Set exercise = Recast the lines starting with the one containing "Tag every instance of the glass" and going on through the one containing "x=359 y=180" as a Markdown table with the columns Row and Line. Number each line in Row, put its text in Line, and leave out blank lines.

[Pointing dataset entries]
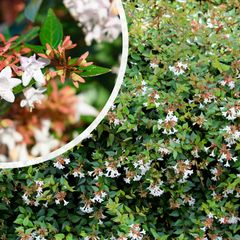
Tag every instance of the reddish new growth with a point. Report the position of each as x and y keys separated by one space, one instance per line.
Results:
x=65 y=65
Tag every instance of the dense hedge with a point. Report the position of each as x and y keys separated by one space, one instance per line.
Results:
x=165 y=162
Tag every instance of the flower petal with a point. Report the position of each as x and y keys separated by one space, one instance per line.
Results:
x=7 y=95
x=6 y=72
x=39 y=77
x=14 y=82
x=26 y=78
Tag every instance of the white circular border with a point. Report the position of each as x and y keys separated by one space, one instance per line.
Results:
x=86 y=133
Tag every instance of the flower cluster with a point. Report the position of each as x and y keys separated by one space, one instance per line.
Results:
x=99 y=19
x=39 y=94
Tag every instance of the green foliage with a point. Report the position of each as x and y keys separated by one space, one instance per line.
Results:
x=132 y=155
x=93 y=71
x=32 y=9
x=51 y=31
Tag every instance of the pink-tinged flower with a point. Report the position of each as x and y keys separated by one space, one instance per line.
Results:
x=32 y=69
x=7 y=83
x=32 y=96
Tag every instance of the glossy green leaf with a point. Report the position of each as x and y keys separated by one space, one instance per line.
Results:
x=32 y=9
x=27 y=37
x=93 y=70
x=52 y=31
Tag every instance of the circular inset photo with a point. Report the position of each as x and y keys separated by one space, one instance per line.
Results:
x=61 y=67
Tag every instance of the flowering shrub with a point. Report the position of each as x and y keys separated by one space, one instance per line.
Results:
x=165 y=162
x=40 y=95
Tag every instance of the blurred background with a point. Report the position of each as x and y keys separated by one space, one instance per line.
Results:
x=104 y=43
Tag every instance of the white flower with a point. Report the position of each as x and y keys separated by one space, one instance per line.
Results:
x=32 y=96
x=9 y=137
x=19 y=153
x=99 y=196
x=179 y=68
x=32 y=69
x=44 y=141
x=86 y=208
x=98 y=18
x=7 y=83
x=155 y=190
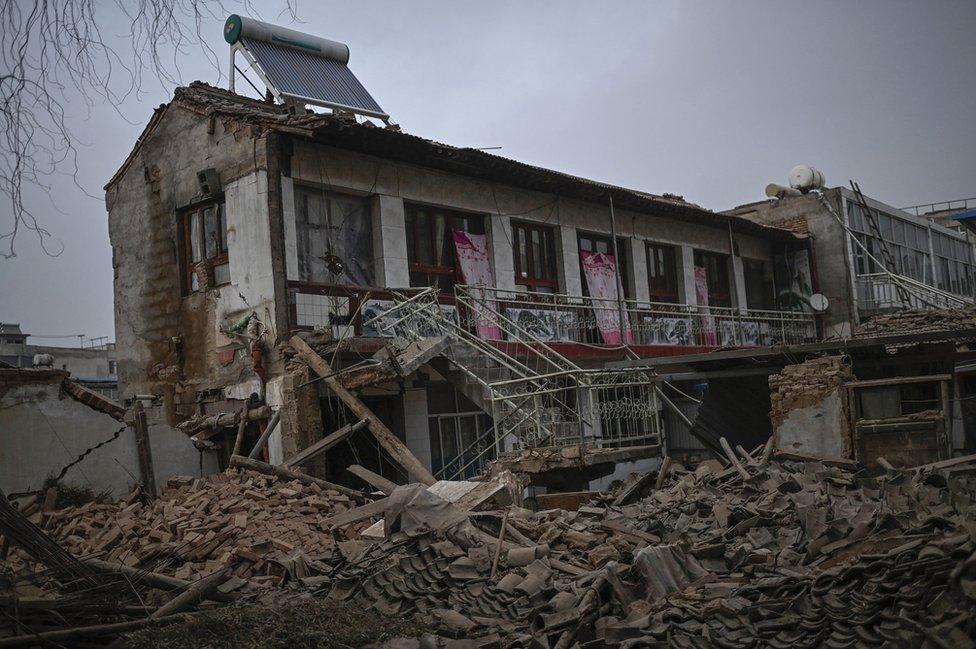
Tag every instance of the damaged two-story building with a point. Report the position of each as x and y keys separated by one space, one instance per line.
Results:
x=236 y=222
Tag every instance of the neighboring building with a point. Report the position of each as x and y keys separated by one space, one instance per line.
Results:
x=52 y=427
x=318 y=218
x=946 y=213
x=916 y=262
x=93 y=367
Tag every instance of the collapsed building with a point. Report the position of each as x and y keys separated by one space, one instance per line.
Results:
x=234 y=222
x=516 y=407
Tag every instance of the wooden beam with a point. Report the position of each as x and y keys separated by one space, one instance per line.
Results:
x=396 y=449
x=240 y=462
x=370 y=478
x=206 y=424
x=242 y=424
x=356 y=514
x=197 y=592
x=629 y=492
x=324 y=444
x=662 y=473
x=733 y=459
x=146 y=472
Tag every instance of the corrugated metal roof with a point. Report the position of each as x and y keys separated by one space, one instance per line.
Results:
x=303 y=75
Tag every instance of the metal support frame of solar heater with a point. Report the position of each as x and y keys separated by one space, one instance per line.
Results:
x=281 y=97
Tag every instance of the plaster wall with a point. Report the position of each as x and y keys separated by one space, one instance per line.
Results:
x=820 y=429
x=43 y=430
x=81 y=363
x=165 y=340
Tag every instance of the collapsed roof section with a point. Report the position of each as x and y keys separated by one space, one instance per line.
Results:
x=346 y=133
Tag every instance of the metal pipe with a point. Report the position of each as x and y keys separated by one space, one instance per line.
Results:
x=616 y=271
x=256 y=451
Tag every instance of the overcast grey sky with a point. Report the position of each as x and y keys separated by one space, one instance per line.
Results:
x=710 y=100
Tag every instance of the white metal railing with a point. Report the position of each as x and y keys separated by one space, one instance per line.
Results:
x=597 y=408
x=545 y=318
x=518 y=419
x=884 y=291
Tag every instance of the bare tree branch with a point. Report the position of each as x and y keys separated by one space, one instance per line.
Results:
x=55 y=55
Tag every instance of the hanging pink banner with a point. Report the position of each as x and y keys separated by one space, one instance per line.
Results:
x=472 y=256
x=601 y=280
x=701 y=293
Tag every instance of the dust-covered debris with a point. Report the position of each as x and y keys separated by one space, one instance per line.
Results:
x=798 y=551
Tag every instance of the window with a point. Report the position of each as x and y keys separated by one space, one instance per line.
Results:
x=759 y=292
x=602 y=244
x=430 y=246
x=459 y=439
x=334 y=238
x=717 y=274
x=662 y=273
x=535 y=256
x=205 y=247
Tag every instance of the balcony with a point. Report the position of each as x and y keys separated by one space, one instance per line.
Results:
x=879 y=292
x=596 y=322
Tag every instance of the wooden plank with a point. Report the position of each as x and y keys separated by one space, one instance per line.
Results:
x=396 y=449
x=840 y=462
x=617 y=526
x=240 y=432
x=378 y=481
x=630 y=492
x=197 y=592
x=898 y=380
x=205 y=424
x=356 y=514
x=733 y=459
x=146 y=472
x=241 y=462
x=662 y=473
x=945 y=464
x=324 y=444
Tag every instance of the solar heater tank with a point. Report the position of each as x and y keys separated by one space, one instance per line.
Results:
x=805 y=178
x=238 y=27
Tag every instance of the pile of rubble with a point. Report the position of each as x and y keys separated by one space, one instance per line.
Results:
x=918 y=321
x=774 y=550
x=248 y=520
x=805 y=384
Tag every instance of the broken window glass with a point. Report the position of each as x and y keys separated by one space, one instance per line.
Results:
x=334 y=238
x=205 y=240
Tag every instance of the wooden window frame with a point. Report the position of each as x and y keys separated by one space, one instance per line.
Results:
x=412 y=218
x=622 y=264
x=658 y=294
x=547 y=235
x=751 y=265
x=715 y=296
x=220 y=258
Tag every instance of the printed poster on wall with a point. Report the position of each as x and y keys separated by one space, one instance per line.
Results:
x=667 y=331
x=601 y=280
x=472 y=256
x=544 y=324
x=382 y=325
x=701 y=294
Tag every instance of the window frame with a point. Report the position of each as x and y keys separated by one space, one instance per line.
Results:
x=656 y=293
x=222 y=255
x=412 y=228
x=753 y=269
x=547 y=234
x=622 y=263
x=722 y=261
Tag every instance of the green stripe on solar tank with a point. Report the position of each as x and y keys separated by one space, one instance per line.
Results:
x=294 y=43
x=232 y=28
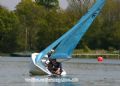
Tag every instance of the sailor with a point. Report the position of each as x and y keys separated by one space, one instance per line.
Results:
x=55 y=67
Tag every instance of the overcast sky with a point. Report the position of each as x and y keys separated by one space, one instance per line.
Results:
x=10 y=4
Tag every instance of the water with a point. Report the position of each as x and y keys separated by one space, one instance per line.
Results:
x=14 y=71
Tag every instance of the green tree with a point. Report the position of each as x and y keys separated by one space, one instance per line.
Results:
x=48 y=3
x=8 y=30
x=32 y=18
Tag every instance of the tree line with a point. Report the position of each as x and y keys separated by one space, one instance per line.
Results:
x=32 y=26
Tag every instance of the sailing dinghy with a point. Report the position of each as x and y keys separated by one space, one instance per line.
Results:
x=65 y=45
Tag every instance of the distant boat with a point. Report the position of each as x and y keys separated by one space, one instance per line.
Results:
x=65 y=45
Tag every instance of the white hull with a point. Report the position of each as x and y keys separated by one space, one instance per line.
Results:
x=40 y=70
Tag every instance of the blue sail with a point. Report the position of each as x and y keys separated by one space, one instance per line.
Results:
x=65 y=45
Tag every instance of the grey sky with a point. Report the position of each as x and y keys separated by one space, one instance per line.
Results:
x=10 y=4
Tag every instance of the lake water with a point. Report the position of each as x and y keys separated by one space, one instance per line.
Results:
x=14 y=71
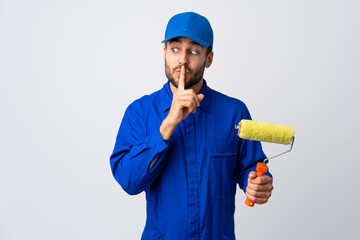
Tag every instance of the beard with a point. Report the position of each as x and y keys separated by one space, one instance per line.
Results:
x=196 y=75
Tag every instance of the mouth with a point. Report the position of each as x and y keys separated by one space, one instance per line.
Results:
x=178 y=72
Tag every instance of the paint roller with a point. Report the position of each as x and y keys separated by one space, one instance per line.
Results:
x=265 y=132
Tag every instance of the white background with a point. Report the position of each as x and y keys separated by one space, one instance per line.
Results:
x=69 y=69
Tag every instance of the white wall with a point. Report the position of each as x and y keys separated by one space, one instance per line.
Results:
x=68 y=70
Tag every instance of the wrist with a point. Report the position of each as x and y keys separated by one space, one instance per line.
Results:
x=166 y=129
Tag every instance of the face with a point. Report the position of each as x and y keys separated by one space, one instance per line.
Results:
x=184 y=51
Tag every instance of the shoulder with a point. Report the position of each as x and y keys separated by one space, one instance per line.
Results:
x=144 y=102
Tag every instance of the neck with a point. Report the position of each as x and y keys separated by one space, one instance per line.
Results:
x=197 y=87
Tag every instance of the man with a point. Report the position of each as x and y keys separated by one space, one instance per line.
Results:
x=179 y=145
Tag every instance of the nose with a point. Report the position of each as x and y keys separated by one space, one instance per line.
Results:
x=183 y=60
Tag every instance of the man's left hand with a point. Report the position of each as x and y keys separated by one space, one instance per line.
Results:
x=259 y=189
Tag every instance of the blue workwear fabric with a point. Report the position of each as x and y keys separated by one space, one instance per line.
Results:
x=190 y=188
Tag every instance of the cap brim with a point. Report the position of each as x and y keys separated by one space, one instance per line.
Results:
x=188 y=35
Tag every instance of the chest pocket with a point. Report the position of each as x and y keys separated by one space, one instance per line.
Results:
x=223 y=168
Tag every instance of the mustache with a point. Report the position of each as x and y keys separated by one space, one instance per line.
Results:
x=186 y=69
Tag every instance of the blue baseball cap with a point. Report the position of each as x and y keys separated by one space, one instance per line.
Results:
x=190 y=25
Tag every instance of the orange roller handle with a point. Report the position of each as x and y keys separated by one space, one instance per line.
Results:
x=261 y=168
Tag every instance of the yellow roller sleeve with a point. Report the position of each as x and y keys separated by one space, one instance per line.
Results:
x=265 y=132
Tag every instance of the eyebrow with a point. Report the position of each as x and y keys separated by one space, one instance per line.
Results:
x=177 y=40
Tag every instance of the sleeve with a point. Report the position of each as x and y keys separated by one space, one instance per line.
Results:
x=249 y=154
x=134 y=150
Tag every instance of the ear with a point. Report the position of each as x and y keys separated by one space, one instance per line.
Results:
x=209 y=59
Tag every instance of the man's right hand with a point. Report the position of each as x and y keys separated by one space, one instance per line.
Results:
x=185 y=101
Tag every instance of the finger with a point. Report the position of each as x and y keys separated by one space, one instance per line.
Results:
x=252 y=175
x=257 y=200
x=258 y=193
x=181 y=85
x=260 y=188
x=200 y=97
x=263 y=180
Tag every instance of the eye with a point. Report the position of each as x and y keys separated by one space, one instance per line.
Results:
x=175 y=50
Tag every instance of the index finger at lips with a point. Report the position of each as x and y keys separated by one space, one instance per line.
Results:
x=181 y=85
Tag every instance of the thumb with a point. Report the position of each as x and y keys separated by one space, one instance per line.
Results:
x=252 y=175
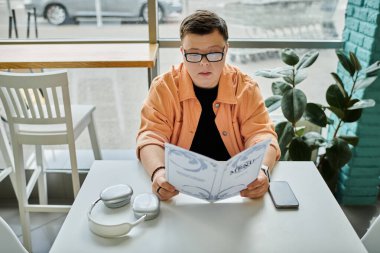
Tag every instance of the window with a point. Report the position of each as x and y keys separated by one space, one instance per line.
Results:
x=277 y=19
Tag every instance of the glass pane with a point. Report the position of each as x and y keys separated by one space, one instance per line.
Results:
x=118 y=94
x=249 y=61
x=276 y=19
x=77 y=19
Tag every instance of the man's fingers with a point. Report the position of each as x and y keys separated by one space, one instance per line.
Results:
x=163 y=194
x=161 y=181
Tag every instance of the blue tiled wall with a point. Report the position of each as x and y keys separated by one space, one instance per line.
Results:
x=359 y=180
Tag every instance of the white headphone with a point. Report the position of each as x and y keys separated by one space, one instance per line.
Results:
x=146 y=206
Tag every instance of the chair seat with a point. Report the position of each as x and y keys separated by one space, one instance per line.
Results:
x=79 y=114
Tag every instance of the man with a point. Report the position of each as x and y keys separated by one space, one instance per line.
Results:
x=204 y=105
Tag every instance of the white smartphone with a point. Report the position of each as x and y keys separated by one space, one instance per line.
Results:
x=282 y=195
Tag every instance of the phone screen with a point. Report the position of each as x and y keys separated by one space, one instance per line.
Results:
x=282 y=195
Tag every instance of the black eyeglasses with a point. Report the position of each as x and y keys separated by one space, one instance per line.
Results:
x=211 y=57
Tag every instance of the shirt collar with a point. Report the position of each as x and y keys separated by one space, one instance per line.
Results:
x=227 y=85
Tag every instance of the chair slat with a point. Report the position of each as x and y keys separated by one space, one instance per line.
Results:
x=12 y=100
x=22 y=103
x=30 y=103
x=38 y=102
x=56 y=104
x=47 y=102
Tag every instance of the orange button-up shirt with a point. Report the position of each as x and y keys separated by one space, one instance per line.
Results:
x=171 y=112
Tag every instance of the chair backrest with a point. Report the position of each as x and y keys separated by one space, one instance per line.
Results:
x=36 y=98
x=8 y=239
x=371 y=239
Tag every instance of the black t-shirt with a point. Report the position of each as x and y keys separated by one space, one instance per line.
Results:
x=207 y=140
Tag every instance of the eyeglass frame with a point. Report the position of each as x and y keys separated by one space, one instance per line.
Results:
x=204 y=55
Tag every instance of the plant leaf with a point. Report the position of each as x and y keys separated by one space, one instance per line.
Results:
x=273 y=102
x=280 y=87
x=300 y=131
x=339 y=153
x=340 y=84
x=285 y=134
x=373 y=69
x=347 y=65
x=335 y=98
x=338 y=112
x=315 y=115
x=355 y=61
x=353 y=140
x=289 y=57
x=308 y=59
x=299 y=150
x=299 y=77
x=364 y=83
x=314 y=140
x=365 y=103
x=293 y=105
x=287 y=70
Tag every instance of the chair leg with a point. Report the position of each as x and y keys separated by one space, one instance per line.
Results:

The response =
| Row | Line |
|---|---|
| 1 | Tag every instance of the glass pane with a point. Report the position of each as x and y keys separated by one space, one instance per line. |
| 2 | Results: |
| 3 | x=118 y=94 |
| 4 | x=249 y=61 |
| 5 | x=276 y=19 |
| 6 | x=77 y=19 |
| 7 | Tag every instance of the man's fingers with a point. Report the position of each as x and y keys separated by one space, one instance per line. |
| 8 | Results: |
| 9 | x=163 y=194 |
| 10 | x=161 y=181 |
| 11 | Tag every instance of the blue tiled wall with a point. Report the position of each as x and y keys separated by one space, one instance per line. |
| 12 | Results: |
| 13 | x=359 y=180 |